Document segment
....
The next general meeting of the Georgia Exotic Pest Plant Council will be Saturday, July 16 from 10 AM to 12:30 PM at Elachee Nature Center in Gainesville. 

Please try to attend this meeting. GA-EPPC has been very active since our last meeting in January and there is much to share, discuss and plan. If you have not visited our website recently, please do (www.gaeppc.org) – you will see it has been upgraded and improved significantly, thanks to the work of our members at Bugwood in Tifton. They are updating the site regularly so check it often to see the news.

Our general meetings are held twice a year (this year January and July) and at different locations to accommodate our widely scattered membership. We are generally holding them to the south in the winter and to the north in the summer. The meetings consist of an educational component (usually first, so come on time), discussion of business (committee reports, future plans, and general discussion) and are topped off by returning the hospitality of the hosting venue by helping do some actual invasive control/removal.

 

The agenda for this meeting:

Emerging invasive problems: we will highlight 4 invasive plant species that may not be familiar to all of you that appear to be on the increase in Georgia: oriental bittersweet, Japanese climbing fern, cogon grass, and garlic mustard. We need as many people as possible alerted to these problems to prevent further spread

Education committee: this committee jumped on the task of developing a general use Power Point presentation and will share the impressive result with us

Invasive list committee: we have a working draft that we can all look over and discuss

Workshop committee: the next Invasive Plant Control Workshop is scheduled for Friday, September 30 at Mason Mill Park in DeKalb County. We are gearing this workshop to the professional vegetation management work force, primarily city and county workers in the metro Atlanta area.

Future needs: next year’s workshops need to be planned as well as the possibility of having a general symposium in 2006; another project needed is to develop a system to report new or significant locations of invasive plants (Bugwood has begun to look into this)

Hands-on invasive control: Cynthia Taylor, Natural Resource Manager at Elachee, will find an area for us to work on. Yes, this is July and it will be hot – a hope a few of you hardy souls will tough it out with me!

My sincere thanks to all of you who have and are working hard to make this organization more effective! I am delighted with the progress we have made in the last year and a half – and it’s only happened because enough of you have been committed to making it work.
....
Activity
Update the meeting announcement by restating everything from "Future needs: next year’s" down to "look into this)", with "symposium" changed to "conference". The rows that come next are separate material with no connection to the meeting announcement.

Data listing
....
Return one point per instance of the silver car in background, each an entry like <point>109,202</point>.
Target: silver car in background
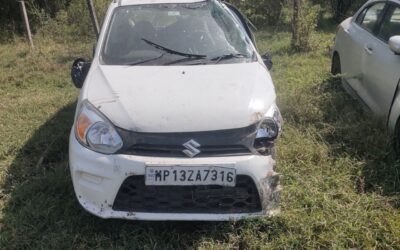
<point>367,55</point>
....
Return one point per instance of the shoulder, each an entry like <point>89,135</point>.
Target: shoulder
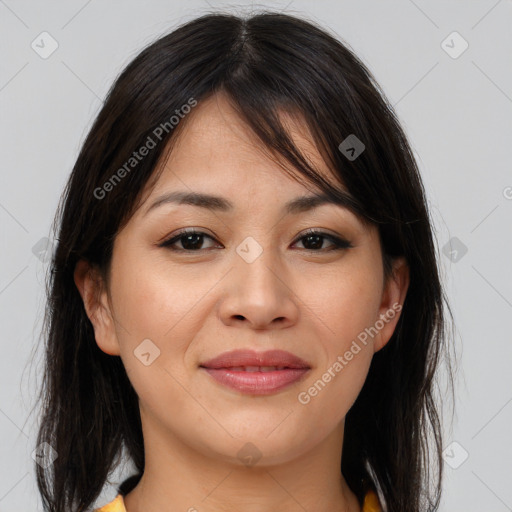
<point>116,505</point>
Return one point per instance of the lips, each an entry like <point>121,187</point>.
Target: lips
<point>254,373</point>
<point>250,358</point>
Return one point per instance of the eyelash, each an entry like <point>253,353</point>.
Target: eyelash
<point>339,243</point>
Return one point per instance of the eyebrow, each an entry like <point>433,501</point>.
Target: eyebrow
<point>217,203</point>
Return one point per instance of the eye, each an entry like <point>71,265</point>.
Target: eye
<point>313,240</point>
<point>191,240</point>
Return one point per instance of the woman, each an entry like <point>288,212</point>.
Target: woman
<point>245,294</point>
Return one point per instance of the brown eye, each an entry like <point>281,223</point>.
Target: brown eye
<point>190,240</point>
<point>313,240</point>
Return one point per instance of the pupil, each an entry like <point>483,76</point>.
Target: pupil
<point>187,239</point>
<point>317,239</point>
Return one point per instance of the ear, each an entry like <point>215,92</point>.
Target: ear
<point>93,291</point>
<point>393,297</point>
....
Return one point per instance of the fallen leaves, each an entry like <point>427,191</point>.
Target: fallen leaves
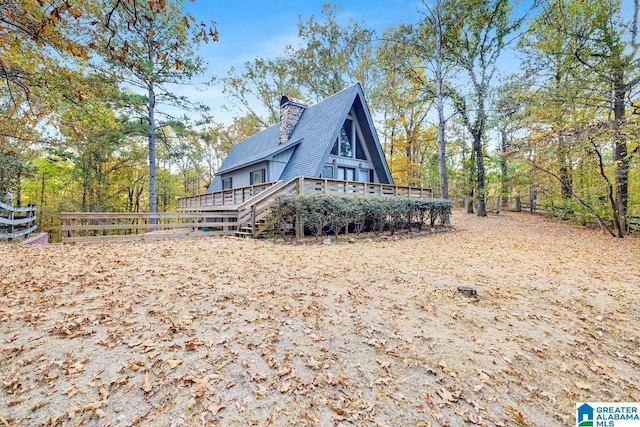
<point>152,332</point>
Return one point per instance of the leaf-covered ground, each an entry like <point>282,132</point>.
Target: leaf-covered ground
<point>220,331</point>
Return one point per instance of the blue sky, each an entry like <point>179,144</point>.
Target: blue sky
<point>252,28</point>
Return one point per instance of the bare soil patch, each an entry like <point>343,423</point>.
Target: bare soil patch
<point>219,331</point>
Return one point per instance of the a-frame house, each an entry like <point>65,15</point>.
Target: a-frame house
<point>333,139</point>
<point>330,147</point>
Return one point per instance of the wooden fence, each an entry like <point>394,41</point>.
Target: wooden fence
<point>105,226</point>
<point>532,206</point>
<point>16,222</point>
....
Response area
Future needs: next year’s workshops need to be planned as well as the possibility of having a general conference in 2006; another project needed is to develop a system to report new or significant locations of invasive plants (Bugwood has begun to look into this)